- TASK TO COMPLETE: Lay out the part of the material that runs from the line containing "Isolate any visible short" through the end of the material as a Markdown table with the columns "Row" and "Line". Give only that part, one numbered row per line, and omit blank lines.

- GIVEN INFORMATION:
▬▬▬
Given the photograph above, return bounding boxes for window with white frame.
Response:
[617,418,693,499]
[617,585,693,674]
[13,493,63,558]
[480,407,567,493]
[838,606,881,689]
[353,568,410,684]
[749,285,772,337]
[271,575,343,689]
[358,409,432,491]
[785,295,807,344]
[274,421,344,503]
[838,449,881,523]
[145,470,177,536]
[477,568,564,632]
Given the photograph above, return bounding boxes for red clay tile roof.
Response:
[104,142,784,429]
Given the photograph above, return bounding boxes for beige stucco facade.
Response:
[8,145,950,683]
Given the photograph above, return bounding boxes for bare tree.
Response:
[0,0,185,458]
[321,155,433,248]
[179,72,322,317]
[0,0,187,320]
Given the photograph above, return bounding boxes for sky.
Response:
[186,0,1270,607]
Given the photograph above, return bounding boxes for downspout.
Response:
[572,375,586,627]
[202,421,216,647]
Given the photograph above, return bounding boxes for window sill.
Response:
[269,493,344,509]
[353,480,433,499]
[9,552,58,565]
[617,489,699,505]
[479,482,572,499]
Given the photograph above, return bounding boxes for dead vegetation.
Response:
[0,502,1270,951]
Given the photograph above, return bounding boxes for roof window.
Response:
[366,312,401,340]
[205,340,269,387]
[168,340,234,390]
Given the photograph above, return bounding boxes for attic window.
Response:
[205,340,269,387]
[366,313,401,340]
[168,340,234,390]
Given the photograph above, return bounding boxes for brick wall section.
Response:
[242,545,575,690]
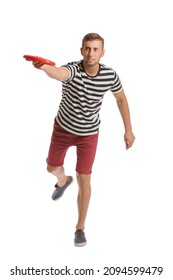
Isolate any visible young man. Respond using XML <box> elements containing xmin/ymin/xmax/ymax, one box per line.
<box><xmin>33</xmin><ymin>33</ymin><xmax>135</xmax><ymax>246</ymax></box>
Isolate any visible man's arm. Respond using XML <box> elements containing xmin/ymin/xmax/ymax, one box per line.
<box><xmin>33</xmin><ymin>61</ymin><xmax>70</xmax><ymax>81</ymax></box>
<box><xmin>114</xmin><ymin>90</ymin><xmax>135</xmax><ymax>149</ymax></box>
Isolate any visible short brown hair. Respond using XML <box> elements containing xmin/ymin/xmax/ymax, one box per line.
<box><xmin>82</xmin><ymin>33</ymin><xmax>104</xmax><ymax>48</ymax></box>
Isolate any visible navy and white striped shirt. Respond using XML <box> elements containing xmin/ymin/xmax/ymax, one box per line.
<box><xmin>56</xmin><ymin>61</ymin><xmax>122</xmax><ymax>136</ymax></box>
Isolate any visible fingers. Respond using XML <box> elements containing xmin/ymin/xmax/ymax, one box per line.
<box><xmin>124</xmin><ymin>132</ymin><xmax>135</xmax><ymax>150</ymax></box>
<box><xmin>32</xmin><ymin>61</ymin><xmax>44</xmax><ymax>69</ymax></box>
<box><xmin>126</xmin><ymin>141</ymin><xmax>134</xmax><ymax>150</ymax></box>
▬▬▬
- RESPONSE TO THE TASK:
| Row | Line |
|---|---|
| 1 | Isolate any visible short brown hair. Respond using XML <box> elements containing xmin/ymin/xmax/ymax, one box per line. |
| 2 | <box><xmin>82</xmin><ymin>33</ymin><xmax>104</xmax><ymax>48</ymax></box> |
| 3 | Isolate any visible navy and white striped shirt. Respond using XML <box> elements containing xmin/ymin/xmax/ymax, one box per line. |
| 4 | <box><xmin>56</xmin><ymin>61</ymin><xmax>122</xmax><ymax>136</ymax></box> |
| 5 | Isolate any visible fingers. Respond using XML <box> elements containing xmin/ymin/xmax/ymax, one box per line. |
| 6 | <box><xmin>124</xmin><ymin>132</ymin><xmax>135</xmax><ymax>150</ymax></box> |
| 7 | <box><xmin>32</xmin><ymin>61</ymin><xmax>44</xmax><ymax>69</ymax></box> |
| 8 | <box><xmin>126</xmin><ymin>141</ymin><xmax>134</xmax><ymax>150</ymax></box> |